● **Set exercise**:
Rewrite the lines below so that every "pin" becomes "mark", with everything else left unchanged.

Begin Supplied material

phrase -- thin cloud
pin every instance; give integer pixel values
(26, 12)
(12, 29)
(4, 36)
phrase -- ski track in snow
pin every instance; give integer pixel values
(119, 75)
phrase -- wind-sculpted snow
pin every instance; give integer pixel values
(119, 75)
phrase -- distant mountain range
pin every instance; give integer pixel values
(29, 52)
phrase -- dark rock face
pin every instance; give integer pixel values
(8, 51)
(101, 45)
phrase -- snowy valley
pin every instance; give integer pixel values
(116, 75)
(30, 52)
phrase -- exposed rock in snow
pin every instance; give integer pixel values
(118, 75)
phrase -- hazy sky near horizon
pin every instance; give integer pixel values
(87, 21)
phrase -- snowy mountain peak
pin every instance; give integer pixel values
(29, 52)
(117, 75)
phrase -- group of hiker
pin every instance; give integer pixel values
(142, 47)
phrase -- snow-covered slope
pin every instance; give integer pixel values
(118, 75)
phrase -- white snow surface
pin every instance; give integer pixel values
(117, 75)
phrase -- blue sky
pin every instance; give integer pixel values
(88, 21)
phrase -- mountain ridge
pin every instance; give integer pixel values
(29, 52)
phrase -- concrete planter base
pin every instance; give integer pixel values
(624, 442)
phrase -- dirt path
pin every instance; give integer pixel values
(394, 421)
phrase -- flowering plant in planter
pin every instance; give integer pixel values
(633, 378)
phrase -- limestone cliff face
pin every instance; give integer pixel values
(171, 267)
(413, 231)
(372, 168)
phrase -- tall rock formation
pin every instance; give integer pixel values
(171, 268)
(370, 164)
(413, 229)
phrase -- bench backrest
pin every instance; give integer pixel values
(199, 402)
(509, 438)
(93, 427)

End Supplied material

● **Exercise solution**:
phrase -- thin cloud
mark every instance; give integer pixel values
(26, 12)
(12, 29)
(4, 36)
phrase -- ski track in snow
mark every instance; give integer pixel values
(119, 75)
phrase -- wind-sculpted snow
mark every instance; give integer pixel values
(119, 75)
phrase -- distant mountain range
mark every instance; give integer pixel values
(29, 52)
phrase -- dark rock face
mark every instance; give integer pixel values
(8, 51)
(101, 45)
phrase -- snowy valley
mark every instance; give integer pixel values
(116, 75)
(30, 52)
phrase -- exposed rock in snow
mark every instance; give integer pixel values
(118, 75)
phrase -- hazy sky near horizon
mark every instance; give integer pixel values
(87, 21)
phrase -- snowy mountain peak
mark every instance; give integer pixel values
(29, 52)
(117, 75)
phrase -- group of hiker
mark every instance; give integer pixel values
(142, 47)
phrase -- snow-covered slope
mark every instance; give integer pixel values
(118, 75)
phrase -- white snow surface
mark every instance; give integer pixel values
(117, 75)
phrase -- blue sky
mark every instance; give integer pixel values
(88, 21)
phrase -- mountain ridge
mark every instance; give integer pixel values
(29, 52)
phrase -- concrete planter base
mark every instance; give integer pixel values
(624, 442)
phrase -- dirt path
mark every instance; give integer pixel values
(394, 421)
phrase -- flowering plant in planter
mark every instance; give integer pixel values
(633, 378)
phrase -- limestone cliff face
mark every instance; give integer pixel values
(171, 267)
(413, 231)
(372, 168)
phrase -- tall rock formation
mark every instance; give integer pixel values
(171, 268)
(370, 164)
(413, 229)
phrase -- bench backrest
mark every instance; give integer pixel values
(199, 402)
(509, 438)
(93, 427)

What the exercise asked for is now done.